┌──
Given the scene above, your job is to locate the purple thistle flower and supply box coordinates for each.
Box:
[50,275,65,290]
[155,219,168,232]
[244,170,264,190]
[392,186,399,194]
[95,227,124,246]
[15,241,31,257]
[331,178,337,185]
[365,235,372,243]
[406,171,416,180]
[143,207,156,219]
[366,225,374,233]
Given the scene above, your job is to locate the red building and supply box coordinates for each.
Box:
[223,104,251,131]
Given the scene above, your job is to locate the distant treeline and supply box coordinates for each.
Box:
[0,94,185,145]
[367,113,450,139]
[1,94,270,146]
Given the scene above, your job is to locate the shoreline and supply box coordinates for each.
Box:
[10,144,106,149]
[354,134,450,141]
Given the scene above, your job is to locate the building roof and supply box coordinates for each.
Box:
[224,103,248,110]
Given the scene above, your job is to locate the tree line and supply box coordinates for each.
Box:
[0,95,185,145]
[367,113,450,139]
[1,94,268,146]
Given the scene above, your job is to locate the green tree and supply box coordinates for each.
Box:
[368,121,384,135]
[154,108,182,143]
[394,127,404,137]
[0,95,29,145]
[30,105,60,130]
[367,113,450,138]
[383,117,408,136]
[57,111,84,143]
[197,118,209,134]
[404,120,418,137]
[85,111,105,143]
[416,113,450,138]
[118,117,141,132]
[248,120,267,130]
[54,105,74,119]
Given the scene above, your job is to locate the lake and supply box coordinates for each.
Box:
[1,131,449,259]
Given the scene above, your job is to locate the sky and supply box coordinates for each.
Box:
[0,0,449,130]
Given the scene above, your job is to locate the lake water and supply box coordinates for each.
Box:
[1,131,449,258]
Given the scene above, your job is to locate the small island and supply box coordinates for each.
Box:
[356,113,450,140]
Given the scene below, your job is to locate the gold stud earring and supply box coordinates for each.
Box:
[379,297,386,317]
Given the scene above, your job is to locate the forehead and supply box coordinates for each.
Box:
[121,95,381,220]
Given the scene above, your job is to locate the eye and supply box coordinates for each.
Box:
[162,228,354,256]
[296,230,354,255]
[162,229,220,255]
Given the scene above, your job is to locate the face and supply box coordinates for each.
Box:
└──
┌──
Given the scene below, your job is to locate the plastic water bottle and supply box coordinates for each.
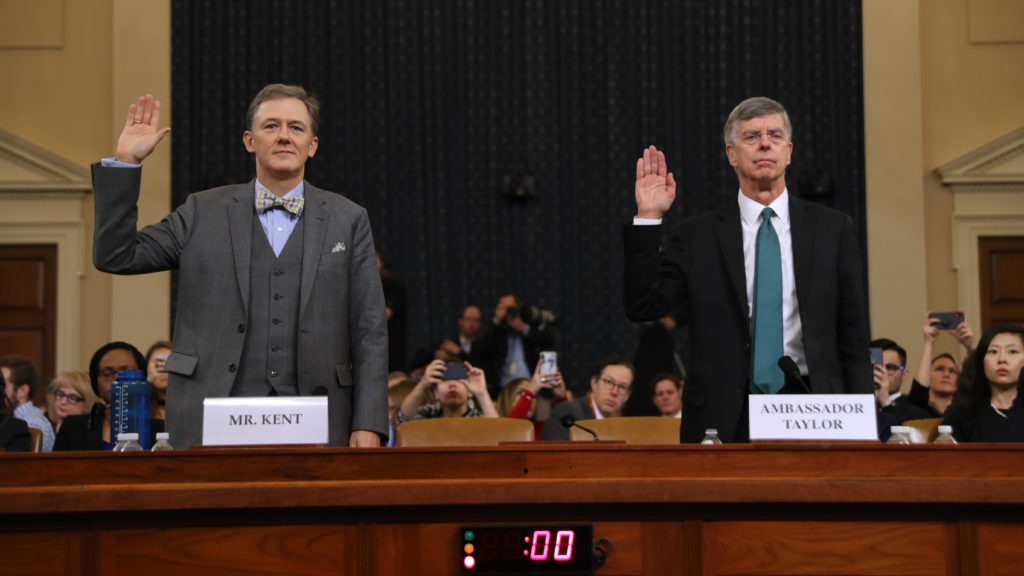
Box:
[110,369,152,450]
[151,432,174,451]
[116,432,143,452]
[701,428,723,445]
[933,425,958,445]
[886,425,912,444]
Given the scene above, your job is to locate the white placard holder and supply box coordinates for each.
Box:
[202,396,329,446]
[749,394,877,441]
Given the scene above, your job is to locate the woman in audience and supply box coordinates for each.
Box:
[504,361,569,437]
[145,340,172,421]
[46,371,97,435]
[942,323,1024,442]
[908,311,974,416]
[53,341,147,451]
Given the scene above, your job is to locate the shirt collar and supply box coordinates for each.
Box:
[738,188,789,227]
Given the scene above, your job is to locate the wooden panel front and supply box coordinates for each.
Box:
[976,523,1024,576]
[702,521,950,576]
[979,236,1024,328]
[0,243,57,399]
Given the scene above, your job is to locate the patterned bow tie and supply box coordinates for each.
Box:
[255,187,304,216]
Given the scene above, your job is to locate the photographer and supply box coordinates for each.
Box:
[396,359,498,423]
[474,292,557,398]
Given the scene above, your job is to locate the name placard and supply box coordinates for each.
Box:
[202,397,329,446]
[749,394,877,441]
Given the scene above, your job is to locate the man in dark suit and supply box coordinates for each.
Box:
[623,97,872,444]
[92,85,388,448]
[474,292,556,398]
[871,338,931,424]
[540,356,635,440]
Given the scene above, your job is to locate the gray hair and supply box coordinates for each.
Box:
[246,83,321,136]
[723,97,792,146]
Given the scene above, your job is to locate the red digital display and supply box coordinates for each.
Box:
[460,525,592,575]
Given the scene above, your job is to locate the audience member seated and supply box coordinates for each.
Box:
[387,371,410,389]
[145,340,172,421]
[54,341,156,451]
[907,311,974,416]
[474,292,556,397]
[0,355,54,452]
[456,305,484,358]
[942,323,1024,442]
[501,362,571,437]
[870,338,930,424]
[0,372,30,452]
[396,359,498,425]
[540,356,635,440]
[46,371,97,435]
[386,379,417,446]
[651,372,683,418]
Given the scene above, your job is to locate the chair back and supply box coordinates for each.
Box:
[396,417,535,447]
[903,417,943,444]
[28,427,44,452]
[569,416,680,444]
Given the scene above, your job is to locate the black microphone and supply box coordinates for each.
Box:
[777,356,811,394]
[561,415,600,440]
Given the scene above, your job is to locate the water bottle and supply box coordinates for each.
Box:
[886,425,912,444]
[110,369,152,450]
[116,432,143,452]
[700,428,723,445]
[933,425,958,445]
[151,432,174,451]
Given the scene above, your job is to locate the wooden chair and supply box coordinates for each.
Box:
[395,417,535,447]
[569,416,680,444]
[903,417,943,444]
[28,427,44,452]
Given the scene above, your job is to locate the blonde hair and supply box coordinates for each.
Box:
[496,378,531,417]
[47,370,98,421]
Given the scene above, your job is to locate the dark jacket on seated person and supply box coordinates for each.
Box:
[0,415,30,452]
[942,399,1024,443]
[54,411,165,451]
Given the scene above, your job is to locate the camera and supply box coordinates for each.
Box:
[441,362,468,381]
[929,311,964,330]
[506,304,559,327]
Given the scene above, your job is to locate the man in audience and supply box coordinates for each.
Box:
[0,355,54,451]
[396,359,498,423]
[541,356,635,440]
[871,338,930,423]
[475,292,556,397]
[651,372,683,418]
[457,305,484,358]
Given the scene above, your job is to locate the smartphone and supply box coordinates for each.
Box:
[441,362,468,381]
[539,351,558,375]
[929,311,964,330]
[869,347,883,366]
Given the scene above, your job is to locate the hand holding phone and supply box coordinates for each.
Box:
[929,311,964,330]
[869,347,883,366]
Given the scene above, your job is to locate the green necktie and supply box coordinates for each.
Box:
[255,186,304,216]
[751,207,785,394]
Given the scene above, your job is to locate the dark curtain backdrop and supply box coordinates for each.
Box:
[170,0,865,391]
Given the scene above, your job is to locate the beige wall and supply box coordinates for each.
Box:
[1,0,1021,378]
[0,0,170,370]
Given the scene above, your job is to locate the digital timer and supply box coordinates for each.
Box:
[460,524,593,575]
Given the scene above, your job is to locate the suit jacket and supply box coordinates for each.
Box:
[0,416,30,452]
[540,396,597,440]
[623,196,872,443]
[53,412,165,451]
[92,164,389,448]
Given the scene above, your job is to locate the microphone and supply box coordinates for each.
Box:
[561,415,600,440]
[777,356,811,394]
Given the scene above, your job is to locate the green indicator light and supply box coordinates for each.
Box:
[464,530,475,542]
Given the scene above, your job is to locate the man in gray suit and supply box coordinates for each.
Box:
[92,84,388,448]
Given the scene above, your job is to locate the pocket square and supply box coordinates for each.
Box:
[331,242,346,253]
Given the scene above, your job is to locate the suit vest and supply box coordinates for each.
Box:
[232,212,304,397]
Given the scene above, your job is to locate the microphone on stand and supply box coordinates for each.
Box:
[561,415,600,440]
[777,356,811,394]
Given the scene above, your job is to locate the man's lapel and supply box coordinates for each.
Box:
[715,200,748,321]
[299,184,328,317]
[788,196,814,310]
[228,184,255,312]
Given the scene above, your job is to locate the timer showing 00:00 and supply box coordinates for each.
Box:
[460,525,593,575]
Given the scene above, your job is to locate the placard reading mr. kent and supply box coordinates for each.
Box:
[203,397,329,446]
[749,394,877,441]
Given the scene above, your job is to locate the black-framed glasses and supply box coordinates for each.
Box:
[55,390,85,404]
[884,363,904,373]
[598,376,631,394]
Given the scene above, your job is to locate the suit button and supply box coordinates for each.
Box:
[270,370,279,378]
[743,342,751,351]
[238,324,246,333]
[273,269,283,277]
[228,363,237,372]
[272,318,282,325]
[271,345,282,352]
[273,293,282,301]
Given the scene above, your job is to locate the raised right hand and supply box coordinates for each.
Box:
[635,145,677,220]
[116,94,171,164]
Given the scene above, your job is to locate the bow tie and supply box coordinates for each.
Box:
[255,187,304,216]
└──
┌──
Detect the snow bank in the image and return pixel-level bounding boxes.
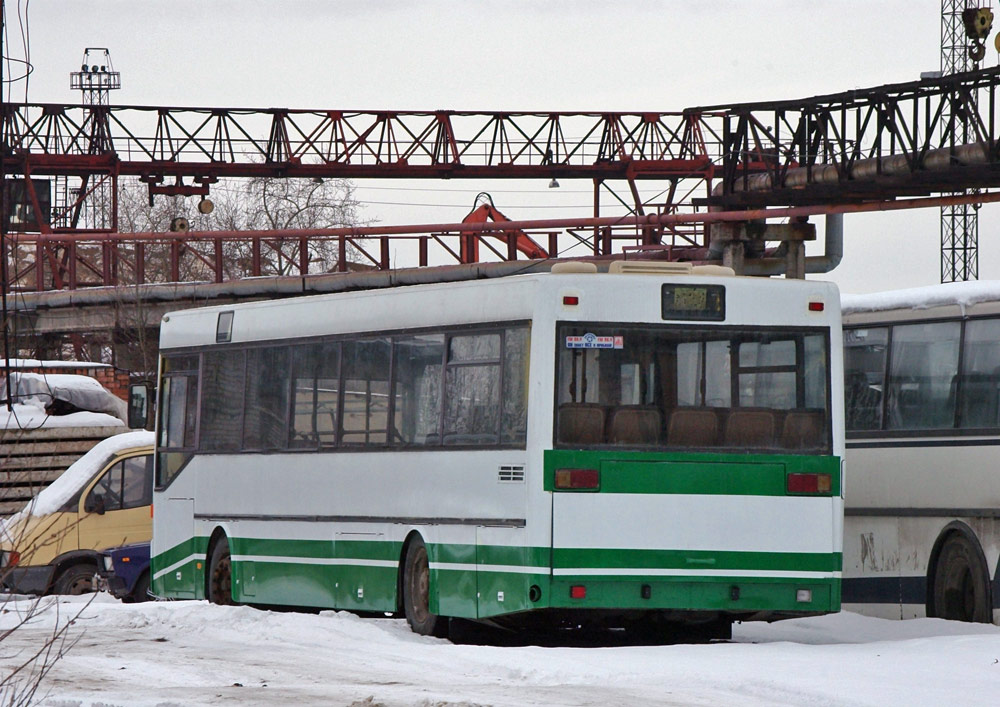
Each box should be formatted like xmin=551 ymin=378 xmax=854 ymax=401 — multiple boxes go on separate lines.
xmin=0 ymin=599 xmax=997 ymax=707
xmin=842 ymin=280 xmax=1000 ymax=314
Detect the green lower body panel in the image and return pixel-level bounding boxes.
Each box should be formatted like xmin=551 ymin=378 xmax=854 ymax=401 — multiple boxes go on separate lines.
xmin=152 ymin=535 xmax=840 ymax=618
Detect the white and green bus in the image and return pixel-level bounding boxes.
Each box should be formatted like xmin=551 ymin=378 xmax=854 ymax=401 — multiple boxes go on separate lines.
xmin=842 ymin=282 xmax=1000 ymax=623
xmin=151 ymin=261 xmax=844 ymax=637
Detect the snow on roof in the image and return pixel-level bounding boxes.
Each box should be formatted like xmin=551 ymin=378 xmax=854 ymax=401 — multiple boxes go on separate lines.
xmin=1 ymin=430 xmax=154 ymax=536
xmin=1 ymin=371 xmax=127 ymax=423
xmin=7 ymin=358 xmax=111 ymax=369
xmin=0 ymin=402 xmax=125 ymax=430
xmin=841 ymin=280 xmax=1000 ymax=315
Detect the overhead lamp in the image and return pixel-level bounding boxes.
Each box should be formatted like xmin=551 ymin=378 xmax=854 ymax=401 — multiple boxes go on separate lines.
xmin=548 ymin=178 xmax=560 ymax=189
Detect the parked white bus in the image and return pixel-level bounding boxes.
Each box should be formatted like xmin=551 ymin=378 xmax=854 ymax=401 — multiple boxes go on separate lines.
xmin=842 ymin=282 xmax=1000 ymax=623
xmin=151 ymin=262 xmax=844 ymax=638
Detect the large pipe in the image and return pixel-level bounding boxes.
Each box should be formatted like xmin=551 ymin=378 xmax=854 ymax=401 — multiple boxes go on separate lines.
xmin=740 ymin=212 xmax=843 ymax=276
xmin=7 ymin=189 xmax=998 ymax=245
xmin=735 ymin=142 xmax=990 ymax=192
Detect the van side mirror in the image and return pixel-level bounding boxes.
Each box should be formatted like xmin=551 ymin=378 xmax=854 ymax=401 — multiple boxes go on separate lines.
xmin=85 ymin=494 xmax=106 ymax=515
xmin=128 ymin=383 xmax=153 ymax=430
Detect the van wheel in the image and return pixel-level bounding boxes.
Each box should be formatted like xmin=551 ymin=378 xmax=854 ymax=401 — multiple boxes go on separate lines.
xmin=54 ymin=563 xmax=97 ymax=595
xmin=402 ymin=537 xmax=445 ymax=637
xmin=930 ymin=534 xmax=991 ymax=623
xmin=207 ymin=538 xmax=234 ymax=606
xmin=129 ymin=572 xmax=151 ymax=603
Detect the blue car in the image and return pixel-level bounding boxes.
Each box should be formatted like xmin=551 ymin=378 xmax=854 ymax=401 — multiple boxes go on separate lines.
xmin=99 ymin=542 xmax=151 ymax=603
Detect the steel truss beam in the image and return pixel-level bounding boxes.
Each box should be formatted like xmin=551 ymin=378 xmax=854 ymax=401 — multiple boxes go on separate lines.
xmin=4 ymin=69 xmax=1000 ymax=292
└──
> [What the task requires]
Wherever the word "wooden" occurs in a line of the listing, copy that line.

> [Task result]
Given the scene above, your job is to locate the wooden panel front and supply box coordinates for each.
Given the scene above, your job is to locate the wooden chair and supply box coordinates for each.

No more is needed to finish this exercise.